## Task statement
Replace "stone lantern" with "garden lantern" in the entries from their start through the line containing "Trace the outline of every instance of the stone lantern.", and give those lines again with nothing else changed.

Dataset records

>>>

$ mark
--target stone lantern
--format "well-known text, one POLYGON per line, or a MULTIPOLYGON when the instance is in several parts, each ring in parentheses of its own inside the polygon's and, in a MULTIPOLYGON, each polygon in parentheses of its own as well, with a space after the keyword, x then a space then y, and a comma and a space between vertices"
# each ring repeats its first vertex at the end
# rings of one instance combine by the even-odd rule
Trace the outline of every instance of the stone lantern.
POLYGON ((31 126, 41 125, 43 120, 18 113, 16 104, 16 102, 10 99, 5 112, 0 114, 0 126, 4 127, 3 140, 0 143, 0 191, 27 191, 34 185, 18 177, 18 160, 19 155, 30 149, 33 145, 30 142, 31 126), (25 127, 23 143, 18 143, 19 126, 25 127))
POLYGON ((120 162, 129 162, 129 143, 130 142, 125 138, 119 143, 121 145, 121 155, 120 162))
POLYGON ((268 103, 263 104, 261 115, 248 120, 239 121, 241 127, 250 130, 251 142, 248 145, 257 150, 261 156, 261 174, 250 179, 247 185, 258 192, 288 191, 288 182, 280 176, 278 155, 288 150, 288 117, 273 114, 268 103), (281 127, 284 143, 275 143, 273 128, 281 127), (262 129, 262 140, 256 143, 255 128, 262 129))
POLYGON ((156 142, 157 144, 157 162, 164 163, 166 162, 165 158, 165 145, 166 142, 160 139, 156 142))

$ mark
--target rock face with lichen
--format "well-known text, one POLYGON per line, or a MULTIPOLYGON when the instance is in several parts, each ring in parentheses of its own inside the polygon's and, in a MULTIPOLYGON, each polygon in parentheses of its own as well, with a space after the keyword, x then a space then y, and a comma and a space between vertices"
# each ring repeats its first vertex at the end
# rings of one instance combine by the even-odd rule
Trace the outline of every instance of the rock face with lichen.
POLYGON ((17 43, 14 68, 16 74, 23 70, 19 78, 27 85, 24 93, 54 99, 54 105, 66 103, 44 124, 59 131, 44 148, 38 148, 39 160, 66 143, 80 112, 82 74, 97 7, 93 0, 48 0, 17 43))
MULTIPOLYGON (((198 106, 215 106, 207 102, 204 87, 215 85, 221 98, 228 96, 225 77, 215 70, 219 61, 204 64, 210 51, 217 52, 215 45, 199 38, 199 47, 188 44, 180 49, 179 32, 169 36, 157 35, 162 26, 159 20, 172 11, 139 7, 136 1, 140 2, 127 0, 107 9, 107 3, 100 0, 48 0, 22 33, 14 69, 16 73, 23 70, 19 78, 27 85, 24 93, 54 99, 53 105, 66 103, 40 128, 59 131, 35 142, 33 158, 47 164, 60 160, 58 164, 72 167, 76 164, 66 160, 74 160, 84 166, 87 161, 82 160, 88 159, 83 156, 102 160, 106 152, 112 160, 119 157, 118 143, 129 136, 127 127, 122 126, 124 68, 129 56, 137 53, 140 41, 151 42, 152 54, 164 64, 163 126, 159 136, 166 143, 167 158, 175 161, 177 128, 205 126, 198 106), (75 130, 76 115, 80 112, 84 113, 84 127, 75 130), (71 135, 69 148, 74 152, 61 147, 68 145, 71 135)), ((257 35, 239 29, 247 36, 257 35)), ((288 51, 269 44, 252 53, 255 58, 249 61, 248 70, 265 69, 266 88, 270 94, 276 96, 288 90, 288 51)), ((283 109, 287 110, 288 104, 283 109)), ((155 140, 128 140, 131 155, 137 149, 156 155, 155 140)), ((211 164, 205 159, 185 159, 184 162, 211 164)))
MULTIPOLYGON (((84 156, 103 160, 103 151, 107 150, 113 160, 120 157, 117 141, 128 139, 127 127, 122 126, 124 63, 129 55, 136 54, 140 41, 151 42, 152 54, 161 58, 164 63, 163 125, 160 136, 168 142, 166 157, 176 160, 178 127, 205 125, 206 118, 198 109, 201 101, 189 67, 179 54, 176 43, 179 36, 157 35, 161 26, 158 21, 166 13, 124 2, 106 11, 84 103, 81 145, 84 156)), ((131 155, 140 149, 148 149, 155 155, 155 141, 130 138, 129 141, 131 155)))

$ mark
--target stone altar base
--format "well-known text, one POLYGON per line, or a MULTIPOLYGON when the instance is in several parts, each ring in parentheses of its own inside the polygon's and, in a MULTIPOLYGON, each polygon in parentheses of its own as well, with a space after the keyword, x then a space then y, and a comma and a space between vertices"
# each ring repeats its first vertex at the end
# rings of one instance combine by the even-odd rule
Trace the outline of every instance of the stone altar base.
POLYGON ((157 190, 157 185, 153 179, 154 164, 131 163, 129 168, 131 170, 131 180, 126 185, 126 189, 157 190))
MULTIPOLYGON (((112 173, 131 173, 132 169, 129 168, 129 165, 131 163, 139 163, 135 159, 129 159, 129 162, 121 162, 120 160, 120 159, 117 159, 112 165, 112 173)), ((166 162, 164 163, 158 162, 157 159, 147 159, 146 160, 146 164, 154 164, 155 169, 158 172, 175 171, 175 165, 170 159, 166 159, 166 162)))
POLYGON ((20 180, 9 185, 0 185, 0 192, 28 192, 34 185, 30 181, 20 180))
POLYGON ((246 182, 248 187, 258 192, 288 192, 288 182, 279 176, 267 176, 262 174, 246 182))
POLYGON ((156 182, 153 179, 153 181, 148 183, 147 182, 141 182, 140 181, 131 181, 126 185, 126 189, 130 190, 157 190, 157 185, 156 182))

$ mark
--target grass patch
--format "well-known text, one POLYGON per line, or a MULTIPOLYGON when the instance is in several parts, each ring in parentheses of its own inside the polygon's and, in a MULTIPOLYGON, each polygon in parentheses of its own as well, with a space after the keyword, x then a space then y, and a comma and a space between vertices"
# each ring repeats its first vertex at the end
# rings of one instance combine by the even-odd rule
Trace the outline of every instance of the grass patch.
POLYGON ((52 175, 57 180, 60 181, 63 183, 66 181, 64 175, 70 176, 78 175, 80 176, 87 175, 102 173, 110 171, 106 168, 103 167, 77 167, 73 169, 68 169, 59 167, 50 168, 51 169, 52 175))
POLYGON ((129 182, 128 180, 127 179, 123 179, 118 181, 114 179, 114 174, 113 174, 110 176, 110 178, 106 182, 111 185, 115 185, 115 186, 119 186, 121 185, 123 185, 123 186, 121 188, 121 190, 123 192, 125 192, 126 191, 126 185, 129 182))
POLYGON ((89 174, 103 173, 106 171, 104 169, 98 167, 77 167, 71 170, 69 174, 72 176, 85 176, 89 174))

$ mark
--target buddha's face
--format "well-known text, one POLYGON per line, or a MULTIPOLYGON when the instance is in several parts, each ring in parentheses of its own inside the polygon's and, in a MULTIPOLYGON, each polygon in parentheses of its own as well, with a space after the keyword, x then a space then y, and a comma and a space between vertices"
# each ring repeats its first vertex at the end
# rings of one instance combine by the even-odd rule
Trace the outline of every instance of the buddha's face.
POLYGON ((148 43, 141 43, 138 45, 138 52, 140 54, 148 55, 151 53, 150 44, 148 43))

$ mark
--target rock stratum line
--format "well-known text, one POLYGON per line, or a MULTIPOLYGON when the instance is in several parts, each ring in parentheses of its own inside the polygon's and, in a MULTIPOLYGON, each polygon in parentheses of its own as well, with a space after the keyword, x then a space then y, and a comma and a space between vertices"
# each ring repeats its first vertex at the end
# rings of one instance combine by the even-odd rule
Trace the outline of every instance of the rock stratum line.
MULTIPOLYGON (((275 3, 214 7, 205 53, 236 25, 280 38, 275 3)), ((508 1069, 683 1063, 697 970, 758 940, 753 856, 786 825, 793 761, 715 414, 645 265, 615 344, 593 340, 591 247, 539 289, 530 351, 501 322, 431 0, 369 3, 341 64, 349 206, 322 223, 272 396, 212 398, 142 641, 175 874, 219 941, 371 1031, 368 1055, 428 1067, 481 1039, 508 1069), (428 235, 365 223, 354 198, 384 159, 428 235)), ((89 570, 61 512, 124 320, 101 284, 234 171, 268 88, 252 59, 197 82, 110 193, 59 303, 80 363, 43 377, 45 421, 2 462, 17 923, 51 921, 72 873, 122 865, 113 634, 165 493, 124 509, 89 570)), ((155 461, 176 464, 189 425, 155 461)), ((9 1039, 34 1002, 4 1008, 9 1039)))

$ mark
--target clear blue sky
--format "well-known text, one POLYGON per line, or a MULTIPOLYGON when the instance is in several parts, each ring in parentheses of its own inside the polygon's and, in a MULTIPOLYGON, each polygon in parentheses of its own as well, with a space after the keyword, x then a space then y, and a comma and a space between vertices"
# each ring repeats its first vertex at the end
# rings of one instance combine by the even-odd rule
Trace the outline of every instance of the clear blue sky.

<<<

## Final answer
$ mark
--target garden lantern
--format "well-known text, one POLYGON per line, or a MULTIPOLYGON when the instance is in several parts, each ring in parentheses of its own inside the polygon's and, in a MULTIPOLYGON, each polygon in parentheses of its own as well, with a space after the keyword, x then a space then y, and a comma and a space between vertices"
# each ring repeats its first vertex at the end
# rings of one instance combine by the even-odd rule
Trace the outline of every instance of the garden lantern.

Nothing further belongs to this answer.